• TEXT PASSAGE:
With minimally invasive surgery like this, they are working through such a *tiny* space... they can nick the dura mater of the spinal cord and not realize it.  If they know they did it, they can patch it up while they're in there, and -- no big deal.  If they close things back up and don't *know* they did it... well.  Then you may have a real problem.  His situation was very unique, in that he did not have a headache for the first 6 weeks.  It started at the same time as he had an all-day barf-fest... so we thought he just had a virus.  Our youngest was sick the same day.

Only the headache never went away.  No medication would touch it.  Only lying down helped at all.  That is textbook spinal fluid leak.  So, the theory is that he had a tiny (very very tiny) leak all along, but his body was able to keep up with replacing the fluid.  OR (maybe more likely) -- only the outermost layer was damaged during surgery, and the violent vomiting caused it to break all the way open.  At any rate, to deny that it really could have had anything to do with surgery... to come in the room asking the patient "what he did" (umm, nothing... I've done nothing for 6 weeks, thankyouverymuch)...  It was just stupid.  Stupid and wrong.  Especially after we'd just spent quite a bit of time talking to the NP in his office, and she had already said to us:  "this happens rarely, but when it does, it's awful" ... "I bet you've had a leak all along" ... "I mean, I can see it right there on your MRI" ... "there's a pretty sizable pocket of fluid in there".

• WORK TO COMPLETE:
**1)** In the passage about the spinal fluid leak, what was the only thing that eased the headache at all?
**2)** Extend the account of the spinal fluid leak, picking up right after its final sentence.
The lines after this passage come from a separate source.

• DATA EXTRACT:

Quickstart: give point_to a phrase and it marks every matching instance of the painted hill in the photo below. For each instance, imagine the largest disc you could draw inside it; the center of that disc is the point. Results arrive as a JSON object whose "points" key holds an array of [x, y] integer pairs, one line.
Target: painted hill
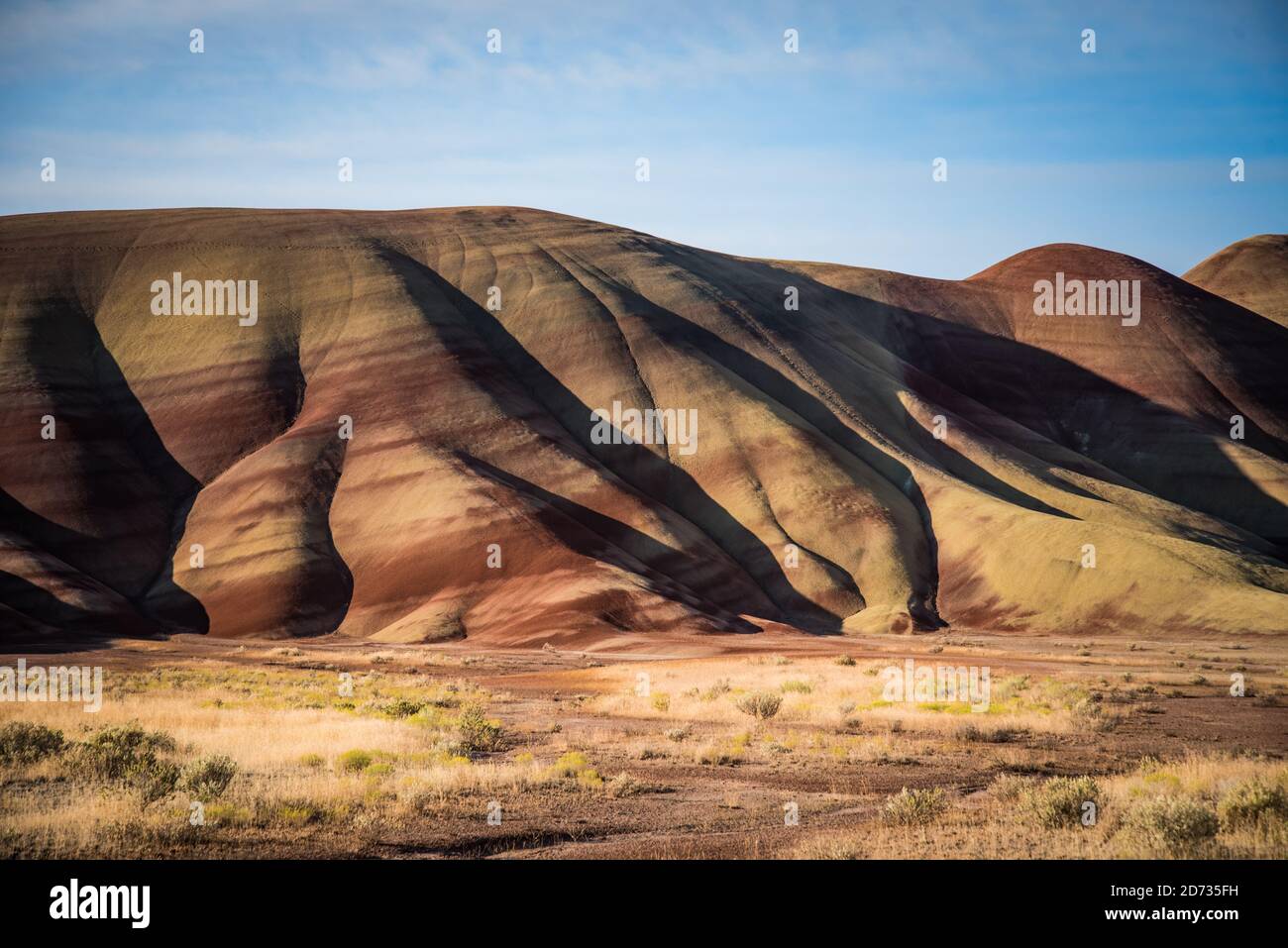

• YOUR RESPONSES:
**1)** Only lying down helped.

**2)**
Anyway... haha...  He's back to work now, and we'll see how that goes.  The silver lining in all of this is that I had my husband HOME and able to do pretty much everything with the kids for the first 8 weeks of my nursing program -- which was a very jam-packed 8 weeks.  We had one class (Fundamentals) that many other campuses do in 16 weeks -- our campus jammed it down to 4 weeks.  Some other campuses also do Lab in 16 weeks -- and we did it in 8 weeks.  So.  This has turned out *in my mind* as one of those... "wow, things work out in mysterious ways" situations.  But he doesn't see it from my perspective, of course.  And I wouldn't expect him to.  He just feels like the entire surgery was a total waste, and wonders if he'd be much better off if he had never done it in the first place.  That, we will never know the answer to... all we can do now is move on from this point and deal with whatever comes next.